● Work to do:
Locate the line that contains "target | open book". Print it and every subsequent line through the final line of the records, exactly and only those.

● Material shown:
*-*-*

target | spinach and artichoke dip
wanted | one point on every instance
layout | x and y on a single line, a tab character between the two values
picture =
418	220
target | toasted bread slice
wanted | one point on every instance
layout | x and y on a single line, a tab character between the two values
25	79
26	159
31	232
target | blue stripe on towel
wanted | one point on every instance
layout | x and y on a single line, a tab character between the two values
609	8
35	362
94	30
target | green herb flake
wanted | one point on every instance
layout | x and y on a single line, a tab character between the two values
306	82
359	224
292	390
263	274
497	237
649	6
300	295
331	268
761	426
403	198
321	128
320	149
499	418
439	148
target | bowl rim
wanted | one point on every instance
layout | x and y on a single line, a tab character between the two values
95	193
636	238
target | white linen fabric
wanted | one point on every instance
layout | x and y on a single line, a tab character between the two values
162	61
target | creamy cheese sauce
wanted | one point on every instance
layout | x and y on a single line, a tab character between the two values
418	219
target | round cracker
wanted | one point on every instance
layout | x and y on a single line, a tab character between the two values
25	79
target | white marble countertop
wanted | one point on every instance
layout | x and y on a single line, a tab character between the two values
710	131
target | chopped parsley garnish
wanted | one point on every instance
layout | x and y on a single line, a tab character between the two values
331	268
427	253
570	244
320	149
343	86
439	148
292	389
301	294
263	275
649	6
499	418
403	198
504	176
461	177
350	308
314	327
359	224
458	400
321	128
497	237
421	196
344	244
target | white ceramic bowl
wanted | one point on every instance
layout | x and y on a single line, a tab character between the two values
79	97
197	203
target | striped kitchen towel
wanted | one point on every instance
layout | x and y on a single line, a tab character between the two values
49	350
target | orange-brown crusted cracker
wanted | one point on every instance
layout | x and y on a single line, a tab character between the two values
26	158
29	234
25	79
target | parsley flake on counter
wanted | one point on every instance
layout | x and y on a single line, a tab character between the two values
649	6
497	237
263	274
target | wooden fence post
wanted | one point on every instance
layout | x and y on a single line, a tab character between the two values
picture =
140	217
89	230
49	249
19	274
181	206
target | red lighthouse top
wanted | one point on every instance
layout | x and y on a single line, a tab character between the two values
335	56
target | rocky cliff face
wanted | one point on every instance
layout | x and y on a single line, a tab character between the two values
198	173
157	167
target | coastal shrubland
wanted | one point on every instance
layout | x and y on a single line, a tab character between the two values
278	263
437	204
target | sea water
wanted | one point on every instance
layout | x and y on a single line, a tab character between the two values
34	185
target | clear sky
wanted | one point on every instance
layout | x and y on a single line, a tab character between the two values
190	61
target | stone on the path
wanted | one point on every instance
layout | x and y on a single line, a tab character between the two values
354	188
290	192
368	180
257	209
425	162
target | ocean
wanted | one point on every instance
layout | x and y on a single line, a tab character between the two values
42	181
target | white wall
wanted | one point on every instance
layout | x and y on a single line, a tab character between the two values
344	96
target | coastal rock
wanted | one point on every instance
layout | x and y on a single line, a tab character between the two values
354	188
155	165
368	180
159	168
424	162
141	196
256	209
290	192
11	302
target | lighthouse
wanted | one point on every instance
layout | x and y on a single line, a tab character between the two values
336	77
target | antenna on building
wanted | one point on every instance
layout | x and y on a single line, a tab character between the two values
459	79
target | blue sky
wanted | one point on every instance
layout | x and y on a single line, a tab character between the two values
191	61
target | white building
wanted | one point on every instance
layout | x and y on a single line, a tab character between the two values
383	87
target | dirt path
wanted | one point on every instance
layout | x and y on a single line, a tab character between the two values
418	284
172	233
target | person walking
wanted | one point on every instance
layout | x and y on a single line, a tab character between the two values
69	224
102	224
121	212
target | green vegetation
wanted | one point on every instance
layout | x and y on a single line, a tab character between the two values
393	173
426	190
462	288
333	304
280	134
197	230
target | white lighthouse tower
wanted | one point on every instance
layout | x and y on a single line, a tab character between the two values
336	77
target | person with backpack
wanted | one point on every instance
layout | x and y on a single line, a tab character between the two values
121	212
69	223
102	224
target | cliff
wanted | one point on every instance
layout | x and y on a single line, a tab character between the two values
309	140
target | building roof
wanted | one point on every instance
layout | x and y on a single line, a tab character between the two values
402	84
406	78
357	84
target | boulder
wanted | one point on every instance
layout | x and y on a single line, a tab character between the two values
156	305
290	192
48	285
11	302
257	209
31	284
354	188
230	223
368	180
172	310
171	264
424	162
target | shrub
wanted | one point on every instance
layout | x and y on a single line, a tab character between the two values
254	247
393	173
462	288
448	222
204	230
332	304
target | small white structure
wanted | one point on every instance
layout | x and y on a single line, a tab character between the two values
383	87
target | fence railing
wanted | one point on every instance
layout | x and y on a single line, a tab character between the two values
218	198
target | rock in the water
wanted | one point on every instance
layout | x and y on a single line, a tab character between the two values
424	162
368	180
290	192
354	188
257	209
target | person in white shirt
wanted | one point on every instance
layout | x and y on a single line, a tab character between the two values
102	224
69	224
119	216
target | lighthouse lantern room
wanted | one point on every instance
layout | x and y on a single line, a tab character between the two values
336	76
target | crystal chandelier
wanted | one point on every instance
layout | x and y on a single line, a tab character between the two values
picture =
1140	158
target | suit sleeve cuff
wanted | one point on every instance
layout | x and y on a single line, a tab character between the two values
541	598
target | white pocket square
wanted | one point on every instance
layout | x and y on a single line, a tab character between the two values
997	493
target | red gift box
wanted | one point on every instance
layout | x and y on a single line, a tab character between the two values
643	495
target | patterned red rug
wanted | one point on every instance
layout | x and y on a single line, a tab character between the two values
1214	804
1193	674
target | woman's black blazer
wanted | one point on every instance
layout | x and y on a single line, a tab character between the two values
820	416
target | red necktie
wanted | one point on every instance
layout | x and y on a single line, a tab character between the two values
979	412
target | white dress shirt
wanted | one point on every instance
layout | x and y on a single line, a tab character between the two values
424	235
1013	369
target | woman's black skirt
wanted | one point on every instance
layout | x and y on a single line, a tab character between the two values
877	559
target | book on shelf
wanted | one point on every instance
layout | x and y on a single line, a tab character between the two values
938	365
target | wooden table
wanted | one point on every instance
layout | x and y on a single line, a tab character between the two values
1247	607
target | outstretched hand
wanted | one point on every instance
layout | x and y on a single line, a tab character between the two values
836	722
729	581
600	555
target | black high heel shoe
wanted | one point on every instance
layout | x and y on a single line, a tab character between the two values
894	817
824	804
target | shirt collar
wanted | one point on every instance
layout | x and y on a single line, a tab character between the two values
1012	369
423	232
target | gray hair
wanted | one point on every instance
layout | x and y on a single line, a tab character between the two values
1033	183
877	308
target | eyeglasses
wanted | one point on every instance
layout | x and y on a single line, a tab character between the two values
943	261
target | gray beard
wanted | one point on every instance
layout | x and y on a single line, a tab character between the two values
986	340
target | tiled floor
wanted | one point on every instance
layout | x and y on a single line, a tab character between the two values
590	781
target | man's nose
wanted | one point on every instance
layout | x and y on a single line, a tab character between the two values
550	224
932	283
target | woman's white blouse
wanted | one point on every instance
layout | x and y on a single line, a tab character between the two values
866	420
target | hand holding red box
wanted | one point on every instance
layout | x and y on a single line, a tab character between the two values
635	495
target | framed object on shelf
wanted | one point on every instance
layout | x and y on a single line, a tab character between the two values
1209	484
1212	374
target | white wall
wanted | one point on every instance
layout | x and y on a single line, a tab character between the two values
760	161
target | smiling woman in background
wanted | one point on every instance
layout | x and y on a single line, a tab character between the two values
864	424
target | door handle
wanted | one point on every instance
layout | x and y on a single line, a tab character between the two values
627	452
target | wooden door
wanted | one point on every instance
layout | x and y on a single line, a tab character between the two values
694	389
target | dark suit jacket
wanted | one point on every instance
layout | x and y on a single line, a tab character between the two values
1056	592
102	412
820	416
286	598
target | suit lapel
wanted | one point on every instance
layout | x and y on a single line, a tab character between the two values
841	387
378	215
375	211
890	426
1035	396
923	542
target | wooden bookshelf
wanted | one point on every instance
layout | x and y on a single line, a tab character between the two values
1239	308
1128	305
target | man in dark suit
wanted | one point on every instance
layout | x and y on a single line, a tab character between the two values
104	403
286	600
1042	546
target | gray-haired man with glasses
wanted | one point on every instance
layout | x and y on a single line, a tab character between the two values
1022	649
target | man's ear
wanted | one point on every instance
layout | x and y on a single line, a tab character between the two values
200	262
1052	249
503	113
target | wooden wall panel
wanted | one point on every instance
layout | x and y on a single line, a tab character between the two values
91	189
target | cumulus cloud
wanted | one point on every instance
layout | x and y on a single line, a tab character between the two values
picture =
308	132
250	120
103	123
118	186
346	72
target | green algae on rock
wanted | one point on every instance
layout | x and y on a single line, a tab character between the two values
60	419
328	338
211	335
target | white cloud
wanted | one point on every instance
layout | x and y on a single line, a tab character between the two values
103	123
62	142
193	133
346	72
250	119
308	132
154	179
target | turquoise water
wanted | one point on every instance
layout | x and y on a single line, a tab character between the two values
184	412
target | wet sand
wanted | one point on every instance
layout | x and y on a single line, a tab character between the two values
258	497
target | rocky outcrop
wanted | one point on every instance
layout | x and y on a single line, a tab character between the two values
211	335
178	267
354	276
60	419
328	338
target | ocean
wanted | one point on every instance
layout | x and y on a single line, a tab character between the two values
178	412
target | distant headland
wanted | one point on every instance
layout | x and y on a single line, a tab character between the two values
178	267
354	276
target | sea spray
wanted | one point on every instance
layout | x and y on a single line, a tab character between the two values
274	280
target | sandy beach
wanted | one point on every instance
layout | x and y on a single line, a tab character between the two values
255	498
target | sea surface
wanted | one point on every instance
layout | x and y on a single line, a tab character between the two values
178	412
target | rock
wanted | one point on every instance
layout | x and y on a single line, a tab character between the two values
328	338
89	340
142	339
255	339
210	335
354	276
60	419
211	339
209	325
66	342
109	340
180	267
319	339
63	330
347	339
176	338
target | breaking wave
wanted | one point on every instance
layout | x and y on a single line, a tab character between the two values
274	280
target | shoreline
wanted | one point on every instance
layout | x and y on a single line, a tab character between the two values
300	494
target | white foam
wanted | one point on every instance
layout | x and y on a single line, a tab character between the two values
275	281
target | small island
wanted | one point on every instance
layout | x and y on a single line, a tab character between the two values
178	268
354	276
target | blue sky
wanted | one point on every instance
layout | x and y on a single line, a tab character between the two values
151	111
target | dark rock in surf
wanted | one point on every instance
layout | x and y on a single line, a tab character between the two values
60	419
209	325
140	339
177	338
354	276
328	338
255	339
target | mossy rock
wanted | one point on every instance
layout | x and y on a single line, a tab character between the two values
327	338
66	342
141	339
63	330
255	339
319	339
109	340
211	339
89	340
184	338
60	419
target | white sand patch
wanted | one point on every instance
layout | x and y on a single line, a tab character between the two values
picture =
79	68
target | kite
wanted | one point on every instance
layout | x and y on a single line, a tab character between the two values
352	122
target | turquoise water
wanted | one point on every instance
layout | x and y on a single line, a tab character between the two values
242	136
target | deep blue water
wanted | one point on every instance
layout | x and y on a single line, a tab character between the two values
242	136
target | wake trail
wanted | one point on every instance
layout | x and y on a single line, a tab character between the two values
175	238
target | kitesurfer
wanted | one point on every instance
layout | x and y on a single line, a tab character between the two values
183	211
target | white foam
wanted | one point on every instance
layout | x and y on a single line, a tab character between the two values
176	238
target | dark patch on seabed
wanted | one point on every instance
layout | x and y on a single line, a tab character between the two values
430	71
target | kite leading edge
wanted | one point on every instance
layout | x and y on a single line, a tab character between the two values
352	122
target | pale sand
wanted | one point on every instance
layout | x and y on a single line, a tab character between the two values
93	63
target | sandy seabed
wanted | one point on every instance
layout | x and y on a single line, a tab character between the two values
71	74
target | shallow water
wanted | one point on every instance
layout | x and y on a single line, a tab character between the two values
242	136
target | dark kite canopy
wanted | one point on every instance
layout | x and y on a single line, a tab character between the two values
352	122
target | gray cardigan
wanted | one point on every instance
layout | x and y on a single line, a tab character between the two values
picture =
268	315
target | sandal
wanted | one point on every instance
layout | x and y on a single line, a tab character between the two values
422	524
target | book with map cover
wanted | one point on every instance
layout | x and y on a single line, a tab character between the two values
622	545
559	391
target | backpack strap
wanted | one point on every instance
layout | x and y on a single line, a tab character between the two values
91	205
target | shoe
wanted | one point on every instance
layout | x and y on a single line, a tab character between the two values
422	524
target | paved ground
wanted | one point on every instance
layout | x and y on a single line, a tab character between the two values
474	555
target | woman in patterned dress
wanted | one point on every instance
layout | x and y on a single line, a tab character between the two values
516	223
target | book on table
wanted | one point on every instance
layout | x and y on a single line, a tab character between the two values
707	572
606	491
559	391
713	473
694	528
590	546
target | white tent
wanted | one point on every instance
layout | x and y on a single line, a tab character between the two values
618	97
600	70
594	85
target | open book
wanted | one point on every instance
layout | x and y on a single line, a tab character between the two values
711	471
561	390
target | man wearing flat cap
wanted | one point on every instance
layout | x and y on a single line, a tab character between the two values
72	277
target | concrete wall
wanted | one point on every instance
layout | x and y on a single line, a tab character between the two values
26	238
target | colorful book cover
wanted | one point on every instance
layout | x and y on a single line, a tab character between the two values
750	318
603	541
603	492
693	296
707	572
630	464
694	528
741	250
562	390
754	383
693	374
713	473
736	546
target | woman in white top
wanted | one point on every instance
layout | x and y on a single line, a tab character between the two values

*-*-*

● Answer in full:
target | open book
wanted | one point on every instance
layout | x and y on a single line, a tab character between the two values
711	471
561	390
target | man wearing flat cap
wanted | one point on every instance
layout | x and y on a single line, a tab character between the two values
72	277
target | concrete wall
wanted | one point on every instance
layout | x and y on a single line, a tab character between the two values
26	238
target | colorful book cover
wanted | one point on every instance
layout | x and y on a single line, a tab character between the two values
750	318
603	541
603	492
693	296
707	572
630	464
694	528
741	250
562	390
754	383
693	374
713	473
736	546
target | woman in white top
wanted | one point on every instance
layout | x and y on a single line, a tab character between the two values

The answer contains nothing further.